Top of Document passage

The proliferation of misinformation necessitates scalable, automated fact-checking solutions. Yet, current benchmarks often overlook multilingual and topical diversity. This paper introduces a novel, dynamically extensible data set that includes 61,514 claims in multiple languages and topics, extending existing datasets up to 2024. Through a comprehensive evaluation of five prominent Large Language Models (LLMs), including GPT-4o, GPT-3.5 Turbo, LLaMA 3.1, and Mixtral 8x7B, we identify significant performance gaps between different languages and topics. While overall GPT-4o achieves the highest accuracy, it declines to classify 43% of claims. Across all models, factual-sounding claims are misclassified more often than opinions, revealing a key vulnerability. These findings underscore the need for caution and highlight challenges in deploying LLM-based fact-checking systems at scale.

Paper Structure

This paper contains 34 sections, 3 figures, 6 tables.

Figures (3)

  • Figure 1: Performance of Five LLMs on Factual vs. Opinion Claims: (Left) 'No Verdict' Percentage and (Right) Fact-Checking Accuracy, with a red line at .5 indicating chance-level performance for the accuracy subplot. Points are colored by claim type, allowing for a direct comparison of model behavior across these two categories.

Bottom of Document passage
Top of Material supplied

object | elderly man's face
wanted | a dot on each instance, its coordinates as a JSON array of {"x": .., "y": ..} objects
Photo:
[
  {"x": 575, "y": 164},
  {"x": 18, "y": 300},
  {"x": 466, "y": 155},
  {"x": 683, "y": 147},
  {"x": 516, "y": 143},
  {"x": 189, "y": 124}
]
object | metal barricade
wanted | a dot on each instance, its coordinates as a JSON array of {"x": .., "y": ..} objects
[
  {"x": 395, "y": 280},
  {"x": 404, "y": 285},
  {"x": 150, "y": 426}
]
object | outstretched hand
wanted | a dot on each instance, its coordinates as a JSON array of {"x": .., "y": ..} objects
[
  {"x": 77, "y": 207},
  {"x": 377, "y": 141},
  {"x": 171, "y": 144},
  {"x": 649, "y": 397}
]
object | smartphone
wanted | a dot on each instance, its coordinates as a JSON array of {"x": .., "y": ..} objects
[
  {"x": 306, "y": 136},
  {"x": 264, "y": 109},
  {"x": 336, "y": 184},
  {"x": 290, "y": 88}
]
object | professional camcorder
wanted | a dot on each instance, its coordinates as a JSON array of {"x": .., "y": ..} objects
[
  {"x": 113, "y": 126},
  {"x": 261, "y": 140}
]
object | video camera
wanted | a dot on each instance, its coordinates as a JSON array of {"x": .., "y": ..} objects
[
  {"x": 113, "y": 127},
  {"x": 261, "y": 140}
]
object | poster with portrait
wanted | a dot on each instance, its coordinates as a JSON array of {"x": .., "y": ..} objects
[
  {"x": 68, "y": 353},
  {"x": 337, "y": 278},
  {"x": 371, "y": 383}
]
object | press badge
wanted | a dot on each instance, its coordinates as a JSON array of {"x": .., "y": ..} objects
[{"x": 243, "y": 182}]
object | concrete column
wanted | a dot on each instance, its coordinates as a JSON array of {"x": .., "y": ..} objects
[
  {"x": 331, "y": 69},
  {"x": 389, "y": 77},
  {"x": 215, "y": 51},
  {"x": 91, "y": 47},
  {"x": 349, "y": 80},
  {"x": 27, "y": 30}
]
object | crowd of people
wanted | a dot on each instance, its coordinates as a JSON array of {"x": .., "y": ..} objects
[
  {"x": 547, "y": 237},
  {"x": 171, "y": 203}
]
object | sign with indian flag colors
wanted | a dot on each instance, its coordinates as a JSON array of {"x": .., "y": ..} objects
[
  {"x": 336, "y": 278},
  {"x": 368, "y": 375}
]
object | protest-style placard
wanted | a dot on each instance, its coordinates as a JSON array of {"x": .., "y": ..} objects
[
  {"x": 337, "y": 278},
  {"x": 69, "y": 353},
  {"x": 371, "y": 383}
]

Bottom of Material supplied

# Task item:
Can you repeat, word for word, the part of the text on LLM fact-checking that opens with the words containing "Paper Structure" and closes with "these two categories."?

# Written solution:
Paper Structure

This paper contains 34 sections, 3 figures, 6 tables.

Figures (3)

  • Figure 1: Performance of Five LLMs on Factual vs. Opinion Claims: (Left) 'No Verdict' Percentage and (Right) Fact-Checking Accuracy, with a red line at .5 indicating chance-level performance for the accuracy subplot. Points are colored by claim type, allowing for a direct comparison of model behavior across these two categories.